### REQUIREMENT
Below are the entries; output exactly the lines from the one containing "Where can you see the man's wrist" through the final line, inclusive.
BEGIN RECORDS SHOWN
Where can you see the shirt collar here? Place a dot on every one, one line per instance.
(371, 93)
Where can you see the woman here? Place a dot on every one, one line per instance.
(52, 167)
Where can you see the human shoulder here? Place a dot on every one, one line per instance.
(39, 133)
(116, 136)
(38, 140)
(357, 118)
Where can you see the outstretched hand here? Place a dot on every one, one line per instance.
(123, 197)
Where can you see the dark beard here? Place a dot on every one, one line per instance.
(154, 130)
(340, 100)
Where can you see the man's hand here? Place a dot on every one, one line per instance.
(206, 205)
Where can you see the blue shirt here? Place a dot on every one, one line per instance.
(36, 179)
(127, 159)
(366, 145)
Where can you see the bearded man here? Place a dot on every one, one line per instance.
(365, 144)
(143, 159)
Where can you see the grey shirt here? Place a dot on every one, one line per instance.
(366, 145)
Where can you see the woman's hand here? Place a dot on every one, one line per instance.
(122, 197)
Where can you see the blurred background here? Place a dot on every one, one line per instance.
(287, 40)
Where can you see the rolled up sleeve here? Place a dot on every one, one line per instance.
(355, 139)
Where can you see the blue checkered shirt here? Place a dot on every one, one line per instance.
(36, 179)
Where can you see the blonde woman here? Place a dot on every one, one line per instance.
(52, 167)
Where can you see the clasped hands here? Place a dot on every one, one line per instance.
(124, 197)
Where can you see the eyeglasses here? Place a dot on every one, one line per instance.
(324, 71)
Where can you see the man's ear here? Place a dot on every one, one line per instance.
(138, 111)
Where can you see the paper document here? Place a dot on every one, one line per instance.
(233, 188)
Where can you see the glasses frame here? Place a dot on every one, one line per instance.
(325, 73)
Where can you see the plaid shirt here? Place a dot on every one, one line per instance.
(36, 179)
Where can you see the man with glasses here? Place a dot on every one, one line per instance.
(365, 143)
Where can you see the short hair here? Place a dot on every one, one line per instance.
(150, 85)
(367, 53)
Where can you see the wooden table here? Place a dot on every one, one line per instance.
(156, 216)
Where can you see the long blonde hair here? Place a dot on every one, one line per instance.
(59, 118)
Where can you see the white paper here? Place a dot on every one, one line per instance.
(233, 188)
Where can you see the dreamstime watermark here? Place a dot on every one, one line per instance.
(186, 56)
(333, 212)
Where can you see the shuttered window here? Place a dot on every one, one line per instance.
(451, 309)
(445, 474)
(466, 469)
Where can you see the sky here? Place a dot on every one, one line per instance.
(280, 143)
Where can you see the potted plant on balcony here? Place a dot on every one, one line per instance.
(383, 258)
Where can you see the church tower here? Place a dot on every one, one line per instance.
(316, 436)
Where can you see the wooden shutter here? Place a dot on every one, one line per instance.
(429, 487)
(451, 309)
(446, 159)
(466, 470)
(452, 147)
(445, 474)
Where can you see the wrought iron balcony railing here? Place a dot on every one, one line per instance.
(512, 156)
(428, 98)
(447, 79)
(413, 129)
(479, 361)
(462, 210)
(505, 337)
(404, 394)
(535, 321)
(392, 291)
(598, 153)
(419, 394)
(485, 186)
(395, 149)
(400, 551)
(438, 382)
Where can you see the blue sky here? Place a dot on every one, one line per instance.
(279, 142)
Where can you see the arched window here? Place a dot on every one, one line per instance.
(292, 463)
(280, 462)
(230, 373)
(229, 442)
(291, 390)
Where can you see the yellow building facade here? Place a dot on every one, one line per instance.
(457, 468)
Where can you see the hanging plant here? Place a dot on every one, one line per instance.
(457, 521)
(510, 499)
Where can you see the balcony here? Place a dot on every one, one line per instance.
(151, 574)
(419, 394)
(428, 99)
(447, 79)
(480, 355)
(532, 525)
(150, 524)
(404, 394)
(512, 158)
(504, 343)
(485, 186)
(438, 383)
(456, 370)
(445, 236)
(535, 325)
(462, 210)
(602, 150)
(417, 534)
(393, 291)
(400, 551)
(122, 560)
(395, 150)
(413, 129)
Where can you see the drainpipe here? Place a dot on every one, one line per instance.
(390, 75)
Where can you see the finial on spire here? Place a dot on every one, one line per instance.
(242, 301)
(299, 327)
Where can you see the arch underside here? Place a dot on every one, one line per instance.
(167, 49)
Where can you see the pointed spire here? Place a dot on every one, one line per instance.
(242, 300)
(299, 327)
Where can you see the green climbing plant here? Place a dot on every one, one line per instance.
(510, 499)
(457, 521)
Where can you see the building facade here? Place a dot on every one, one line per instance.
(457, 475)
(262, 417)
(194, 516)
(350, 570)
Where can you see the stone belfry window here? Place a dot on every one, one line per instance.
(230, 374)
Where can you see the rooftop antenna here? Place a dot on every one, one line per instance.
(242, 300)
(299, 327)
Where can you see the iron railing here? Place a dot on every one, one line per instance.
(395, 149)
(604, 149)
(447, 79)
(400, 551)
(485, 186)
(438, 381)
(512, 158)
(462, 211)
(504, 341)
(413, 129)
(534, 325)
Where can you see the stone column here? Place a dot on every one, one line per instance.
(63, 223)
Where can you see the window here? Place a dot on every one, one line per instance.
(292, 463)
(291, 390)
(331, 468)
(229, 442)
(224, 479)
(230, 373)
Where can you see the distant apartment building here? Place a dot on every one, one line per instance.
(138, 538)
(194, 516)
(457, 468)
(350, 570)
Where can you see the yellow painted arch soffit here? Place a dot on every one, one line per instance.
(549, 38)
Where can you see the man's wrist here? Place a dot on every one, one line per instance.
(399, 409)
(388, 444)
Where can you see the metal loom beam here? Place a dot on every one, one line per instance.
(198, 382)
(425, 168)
END RECORDS SHOWN
### ANSWER FOR THIS EXERCISE
Where can you see the man's wrist here? Place a dot on every one, one line per instance.
(399, 409)
(388, 444)
Where can you see the metal loom beam here? Place a dot on every one, one line per instance.
(198, 382)
(425, 168)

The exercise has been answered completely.